→ **WHAT THE TASK ASKS**:
Find the line with "Target: sheep's face" in the entries below. Repeat it, every following line, and the line with "Put a marker on every instance of the small stone", exactly and with nothing added.

┌──

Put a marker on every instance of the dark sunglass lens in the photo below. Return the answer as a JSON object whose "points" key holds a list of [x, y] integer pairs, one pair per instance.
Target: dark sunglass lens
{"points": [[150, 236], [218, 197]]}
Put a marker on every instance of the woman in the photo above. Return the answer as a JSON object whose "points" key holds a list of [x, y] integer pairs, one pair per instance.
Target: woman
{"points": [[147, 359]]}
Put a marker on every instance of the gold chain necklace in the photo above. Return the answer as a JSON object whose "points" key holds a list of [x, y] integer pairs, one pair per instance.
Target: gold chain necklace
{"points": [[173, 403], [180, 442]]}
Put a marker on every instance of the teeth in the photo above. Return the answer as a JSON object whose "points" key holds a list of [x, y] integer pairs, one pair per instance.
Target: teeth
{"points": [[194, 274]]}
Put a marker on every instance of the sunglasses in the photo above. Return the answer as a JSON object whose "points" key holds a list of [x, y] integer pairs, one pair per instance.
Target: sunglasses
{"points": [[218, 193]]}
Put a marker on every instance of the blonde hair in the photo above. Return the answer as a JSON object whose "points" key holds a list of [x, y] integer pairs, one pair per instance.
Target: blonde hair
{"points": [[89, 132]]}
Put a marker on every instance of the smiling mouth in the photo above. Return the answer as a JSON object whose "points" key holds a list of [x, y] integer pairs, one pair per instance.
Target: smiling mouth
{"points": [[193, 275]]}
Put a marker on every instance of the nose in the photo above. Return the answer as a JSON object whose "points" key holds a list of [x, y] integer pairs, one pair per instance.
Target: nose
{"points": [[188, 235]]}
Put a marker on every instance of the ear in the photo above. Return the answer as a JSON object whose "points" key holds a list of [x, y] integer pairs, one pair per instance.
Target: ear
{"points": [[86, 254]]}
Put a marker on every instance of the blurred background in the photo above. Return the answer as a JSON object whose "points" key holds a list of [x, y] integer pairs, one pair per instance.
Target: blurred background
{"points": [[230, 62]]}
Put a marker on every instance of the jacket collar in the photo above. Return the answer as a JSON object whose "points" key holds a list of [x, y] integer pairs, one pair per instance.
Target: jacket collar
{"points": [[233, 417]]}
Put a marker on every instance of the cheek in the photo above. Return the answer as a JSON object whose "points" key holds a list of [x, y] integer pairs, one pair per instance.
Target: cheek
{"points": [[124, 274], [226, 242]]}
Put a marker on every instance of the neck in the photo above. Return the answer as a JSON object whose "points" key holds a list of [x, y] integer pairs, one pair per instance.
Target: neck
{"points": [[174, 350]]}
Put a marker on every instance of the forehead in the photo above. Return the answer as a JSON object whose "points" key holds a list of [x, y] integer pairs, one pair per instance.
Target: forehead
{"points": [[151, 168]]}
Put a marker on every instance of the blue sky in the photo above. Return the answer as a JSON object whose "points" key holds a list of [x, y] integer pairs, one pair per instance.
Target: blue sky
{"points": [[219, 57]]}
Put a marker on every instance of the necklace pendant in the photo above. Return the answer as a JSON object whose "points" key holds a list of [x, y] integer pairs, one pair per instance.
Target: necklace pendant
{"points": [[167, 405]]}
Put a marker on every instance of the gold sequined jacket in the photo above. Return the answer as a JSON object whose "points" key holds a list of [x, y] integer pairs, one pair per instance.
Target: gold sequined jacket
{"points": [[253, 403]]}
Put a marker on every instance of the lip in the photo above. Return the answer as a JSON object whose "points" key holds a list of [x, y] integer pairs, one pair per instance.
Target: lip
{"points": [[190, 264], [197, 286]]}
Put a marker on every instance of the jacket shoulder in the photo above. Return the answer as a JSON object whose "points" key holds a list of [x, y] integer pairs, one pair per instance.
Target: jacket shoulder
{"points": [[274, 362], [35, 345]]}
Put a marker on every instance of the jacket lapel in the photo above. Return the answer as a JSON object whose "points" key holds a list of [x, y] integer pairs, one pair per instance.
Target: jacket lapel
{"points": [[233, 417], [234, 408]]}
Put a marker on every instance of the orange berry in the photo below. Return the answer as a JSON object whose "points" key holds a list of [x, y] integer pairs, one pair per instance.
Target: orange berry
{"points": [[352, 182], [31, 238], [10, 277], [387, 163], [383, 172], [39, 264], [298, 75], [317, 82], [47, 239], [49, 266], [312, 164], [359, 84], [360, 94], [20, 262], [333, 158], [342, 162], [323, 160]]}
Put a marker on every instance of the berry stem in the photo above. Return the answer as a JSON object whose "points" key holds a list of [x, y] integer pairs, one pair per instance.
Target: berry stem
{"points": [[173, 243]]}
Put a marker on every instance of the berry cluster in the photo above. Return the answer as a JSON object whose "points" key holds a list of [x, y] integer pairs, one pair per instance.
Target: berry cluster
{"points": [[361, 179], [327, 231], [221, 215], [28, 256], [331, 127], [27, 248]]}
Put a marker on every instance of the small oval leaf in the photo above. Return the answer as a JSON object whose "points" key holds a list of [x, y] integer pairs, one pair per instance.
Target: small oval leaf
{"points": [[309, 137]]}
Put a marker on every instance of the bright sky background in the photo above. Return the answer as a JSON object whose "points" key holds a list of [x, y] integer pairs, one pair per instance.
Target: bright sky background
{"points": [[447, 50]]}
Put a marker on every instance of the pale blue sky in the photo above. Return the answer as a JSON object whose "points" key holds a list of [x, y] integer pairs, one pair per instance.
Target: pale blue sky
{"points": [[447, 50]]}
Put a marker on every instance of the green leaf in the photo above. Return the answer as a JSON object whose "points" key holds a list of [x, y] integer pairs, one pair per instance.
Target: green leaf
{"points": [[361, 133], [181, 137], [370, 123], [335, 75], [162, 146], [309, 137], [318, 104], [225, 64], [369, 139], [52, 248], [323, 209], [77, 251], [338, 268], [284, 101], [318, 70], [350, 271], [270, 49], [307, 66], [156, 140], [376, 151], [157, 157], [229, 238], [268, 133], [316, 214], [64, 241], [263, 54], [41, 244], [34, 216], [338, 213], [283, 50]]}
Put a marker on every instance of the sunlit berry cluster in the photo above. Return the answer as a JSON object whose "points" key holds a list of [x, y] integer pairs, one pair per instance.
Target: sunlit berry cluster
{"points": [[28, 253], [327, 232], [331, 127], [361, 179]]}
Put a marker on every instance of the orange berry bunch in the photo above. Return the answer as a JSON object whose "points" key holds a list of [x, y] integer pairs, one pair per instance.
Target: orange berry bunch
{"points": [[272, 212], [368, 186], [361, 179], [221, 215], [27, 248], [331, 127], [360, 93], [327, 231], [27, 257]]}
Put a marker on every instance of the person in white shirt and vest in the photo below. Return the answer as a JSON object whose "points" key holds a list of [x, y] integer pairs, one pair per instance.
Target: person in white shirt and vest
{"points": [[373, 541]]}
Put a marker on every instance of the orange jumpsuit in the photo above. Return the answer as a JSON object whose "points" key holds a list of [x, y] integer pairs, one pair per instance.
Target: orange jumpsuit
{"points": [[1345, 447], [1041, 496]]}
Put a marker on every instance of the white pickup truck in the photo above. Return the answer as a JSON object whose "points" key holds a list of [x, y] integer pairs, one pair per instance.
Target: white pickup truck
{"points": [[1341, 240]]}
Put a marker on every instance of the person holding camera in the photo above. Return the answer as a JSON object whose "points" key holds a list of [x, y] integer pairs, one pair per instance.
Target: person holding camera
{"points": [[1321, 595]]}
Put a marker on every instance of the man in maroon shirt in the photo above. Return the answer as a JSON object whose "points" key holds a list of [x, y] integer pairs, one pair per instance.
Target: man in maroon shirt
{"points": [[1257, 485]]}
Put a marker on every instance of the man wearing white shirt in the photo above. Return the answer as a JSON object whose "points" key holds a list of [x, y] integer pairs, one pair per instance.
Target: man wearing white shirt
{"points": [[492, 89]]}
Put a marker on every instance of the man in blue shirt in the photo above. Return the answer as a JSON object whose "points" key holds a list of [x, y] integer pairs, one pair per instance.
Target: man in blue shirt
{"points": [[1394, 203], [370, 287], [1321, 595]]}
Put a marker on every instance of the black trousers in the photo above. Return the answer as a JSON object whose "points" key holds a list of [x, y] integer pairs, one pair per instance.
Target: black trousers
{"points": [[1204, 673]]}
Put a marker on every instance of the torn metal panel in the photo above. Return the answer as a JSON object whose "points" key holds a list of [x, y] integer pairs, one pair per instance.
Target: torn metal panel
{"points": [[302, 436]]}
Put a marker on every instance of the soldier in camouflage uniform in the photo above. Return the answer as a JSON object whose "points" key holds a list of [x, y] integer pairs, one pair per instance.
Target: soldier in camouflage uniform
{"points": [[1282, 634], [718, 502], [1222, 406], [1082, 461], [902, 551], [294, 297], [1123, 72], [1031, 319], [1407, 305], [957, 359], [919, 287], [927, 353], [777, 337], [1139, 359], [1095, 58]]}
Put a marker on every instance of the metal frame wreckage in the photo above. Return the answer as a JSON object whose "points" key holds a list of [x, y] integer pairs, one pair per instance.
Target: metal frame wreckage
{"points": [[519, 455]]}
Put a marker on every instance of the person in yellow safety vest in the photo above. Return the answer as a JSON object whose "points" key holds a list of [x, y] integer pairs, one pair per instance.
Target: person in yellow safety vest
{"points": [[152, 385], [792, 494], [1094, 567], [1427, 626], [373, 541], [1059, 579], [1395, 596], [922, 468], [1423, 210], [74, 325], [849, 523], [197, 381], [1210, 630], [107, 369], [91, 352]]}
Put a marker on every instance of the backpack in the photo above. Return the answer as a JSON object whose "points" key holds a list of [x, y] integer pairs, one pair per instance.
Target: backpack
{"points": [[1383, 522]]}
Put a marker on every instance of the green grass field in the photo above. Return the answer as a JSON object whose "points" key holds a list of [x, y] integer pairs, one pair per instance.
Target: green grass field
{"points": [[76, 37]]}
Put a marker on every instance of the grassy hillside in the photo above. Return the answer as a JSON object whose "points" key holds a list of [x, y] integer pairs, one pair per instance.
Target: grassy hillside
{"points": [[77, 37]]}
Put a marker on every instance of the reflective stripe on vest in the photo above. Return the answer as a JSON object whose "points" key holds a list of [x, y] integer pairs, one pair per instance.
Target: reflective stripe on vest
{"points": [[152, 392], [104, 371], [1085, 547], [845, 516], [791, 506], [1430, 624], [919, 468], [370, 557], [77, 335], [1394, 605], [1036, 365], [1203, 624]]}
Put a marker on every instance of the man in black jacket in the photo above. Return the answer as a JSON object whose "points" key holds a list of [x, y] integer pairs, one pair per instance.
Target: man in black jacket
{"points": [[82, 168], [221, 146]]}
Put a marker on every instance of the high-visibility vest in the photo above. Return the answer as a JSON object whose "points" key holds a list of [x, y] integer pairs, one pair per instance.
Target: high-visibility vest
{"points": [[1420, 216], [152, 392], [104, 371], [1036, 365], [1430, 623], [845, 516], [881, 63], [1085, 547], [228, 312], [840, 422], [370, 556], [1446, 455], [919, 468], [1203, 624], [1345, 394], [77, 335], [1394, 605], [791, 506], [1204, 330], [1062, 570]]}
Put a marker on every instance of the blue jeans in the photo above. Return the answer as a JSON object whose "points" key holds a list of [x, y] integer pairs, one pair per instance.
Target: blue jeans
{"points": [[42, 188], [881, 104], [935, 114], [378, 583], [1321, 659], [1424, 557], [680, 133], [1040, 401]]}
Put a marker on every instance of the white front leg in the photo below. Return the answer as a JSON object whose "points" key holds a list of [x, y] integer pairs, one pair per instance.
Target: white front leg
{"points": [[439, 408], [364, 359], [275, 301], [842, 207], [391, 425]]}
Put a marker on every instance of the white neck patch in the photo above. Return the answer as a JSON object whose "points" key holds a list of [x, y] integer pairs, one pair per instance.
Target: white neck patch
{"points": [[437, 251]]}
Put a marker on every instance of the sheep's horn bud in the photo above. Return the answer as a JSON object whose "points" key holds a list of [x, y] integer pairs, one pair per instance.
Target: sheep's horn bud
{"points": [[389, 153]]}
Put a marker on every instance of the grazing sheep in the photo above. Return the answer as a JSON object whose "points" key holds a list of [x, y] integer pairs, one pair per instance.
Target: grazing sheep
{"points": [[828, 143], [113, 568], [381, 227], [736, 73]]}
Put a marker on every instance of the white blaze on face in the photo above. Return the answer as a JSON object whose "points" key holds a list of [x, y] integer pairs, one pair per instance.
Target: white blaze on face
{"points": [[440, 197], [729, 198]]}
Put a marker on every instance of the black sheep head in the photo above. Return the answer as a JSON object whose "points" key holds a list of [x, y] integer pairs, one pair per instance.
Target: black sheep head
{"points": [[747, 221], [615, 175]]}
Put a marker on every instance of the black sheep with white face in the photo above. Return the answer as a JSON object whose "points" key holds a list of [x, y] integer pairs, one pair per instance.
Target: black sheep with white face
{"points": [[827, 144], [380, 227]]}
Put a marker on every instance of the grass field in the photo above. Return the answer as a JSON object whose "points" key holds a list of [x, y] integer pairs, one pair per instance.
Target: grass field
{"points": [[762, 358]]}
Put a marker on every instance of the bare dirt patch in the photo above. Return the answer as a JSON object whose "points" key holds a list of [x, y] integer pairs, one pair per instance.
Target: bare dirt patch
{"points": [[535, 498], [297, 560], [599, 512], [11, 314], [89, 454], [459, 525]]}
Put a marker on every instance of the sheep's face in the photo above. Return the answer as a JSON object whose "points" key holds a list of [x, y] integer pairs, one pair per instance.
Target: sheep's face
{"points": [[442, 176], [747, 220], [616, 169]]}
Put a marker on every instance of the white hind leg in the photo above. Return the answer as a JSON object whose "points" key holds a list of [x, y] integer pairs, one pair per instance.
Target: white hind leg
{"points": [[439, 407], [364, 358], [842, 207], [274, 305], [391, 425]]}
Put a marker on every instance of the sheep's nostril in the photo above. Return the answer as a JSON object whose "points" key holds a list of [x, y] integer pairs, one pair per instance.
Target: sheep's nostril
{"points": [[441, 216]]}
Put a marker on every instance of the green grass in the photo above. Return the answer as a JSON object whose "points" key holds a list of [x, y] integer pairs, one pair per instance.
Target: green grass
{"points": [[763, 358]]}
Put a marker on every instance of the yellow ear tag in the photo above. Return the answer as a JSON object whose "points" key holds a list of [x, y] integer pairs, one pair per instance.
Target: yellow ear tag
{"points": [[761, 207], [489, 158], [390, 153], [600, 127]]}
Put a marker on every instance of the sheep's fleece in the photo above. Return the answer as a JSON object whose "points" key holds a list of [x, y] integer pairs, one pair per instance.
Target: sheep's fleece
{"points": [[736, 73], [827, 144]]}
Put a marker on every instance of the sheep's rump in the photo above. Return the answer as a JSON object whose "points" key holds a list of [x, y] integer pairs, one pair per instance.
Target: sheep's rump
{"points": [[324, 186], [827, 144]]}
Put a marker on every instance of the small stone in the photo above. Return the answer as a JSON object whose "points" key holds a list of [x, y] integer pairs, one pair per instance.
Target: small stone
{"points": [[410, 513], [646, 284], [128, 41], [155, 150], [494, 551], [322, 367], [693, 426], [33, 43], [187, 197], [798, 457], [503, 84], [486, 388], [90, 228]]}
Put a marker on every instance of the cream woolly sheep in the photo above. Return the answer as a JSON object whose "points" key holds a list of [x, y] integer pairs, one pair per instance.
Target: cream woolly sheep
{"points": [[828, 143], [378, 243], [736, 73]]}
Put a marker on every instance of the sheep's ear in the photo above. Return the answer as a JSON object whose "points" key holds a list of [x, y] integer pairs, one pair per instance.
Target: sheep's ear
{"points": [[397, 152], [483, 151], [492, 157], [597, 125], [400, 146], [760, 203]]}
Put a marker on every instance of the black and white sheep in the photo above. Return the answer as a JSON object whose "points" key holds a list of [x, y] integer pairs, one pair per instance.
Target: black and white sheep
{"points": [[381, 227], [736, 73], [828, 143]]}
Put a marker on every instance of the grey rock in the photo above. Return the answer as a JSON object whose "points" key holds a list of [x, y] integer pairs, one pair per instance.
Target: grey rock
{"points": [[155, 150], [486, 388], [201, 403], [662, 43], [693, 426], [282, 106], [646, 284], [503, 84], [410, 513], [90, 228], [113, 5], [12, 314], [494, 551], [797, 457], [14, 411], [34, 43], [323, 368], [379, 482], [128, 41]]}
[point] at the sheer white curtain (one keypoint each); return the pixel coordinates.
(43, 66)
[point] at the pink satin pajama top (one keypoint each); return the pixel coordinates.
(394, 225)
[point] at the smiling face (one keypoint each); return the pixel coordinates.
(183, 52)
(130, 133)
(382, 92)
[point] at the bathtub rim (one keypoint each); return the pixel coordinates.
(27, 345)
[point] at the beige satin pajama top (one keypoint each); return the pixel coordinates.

└──

→ **SOLUTION TO THE EXERCISE**:
Target: sheep's face
{"points": [[442, 176], [747, 220], [616, 169]]}
Put a marker on every instance of the white hind leg in the photo above. Return the answer as a JSON object whose "points" key holds a list of [x, y] integer pairs, one pair per instance.
Target: white hind leg
{"points": [[439, 407], [364, 358], [842, 207], [274, 305], [391, 425]]}
Put a marker on every instance of the sheep's nostril in the photo above. Return the answer as a JSON object whose "points" key holds a list of [x, y] integer pairs, one pair per instance.
Target: sheep's nostril
{"points": [[441, 216]]}
Put a marker on every instance of the green grass in the photo above. Return the answer as a JSON object whose "points" key holds a list of [x, y] integer pairs, one pair per instance.
Target: green grass
{"points": [[763, 358]]}
Put a marker on every instance of the yellow ear tag in the photo above. Return the answer as a JSON object whose "points" key holds a list of [x, y] integer pairs, one pair per instance.
Target: yellow ear tag
{"points": [[761, 207], [489, 158], [390, 153], [600, 127]]}
Put a marker on every instance of the sheep's fleece in the photo above. Return the answer as a JSON object whose "points" key holds a list of [x, y] integer pairs, one pair per instance.
Target: sheep's fleece
{"points": [[736, 73], [827, 144]]}
Put a marker on every instance of the sheep's rump in the photo above. Return the answer as a JSON object whose "points" key holds a list of [x, y] integer pairs, one pair per instance.
Target: sheep's rump
{"points": [[324, 186], [827, 144]]}
Put a marker on every instance of the small stone in the photo above. Return the answer as a JSON object whose "points" key holds a list of [x, y] integer pairs, one pair per instance.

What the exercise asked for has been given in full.